Image-grounded pointing data
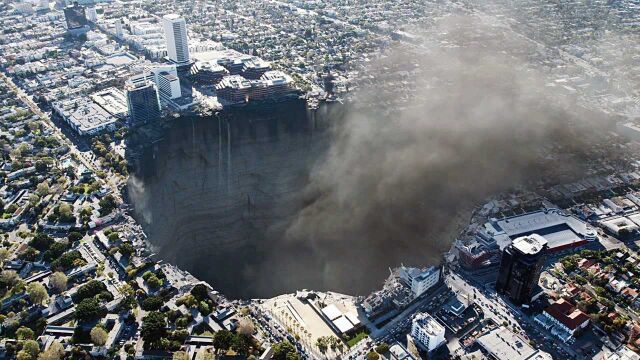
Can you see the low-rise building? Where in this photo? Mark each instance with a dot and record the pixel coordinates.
(427, 332)
(563, 319)
(502, 344)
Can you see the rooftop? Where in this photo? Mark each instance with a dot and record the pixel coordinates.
(567, 314)
(503, 344)
(530, 245)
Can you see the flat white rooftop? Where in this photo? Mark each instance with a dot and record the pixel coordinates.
(529, 245)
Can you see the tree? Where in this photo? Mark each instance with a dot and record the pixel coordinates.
(65, 212)
(153, 328)
(88, 309)
(283, 350)
(180, 355)
(154, 282)
(98, 336)
(322, 343)
(382, 348)
(126, 249)
(66, 261)
(222, 340)
(30, 254)
(30, 350)
(4, 255)
(43, 189)
(58, 281)
(89, 290)
(246, 327)
(37, 293)
(107, 204)
(152, 303)
(9, 278)
(74, 236)
(24, 333)
(200, 292)
(56, 250)
(241, 344)
(54, 352)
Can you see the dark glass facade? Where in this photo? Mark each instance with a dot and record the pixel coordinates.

_Exercise objective_
What is needed is an exact copy of the data, without any pictures.

_Result of this task_
Can you see the low-rise building? Where in this photo? Mark each instance with a dot and record the pixel coordinates.
(427, 332)
(563, 319)
(502, 344)
Can you see the rooftop? Where in this photo? Mark each instance with a dot and record the pixel coordinates.
(567, 314)
(503, 344)
(530, 245)
Can you see the flat white rooftop? Where in this photo? Mark each instance with a dot and record the pixel coordinates.
(529, 245)
Can you see the tree? Where in this photo? Mark each instance with a dot and record the pixel coordinates.
(65, 212)
(153, 328)
(88, 309)
(283, 350)
(180, 355)
(154, 282)
(98, 336)
(322, 343)
(382, 348)
(126, 249)
(66, 261)
(222, 340)
(30, 254)
(30, 350)
(4, 255)
(43, 189)
(58, 281)
(89, 290)
(246, 327)
(37, 293)
(107, 204)
(152, 303)
(9, 278)
(74, 236)
(24, 333)
(200, 292)
(56, 250)
(241, 344)
(54, 352)
Can you see the dark glass facade? Where in this photo? Mark each instance with a dot and record the pixel coordinates.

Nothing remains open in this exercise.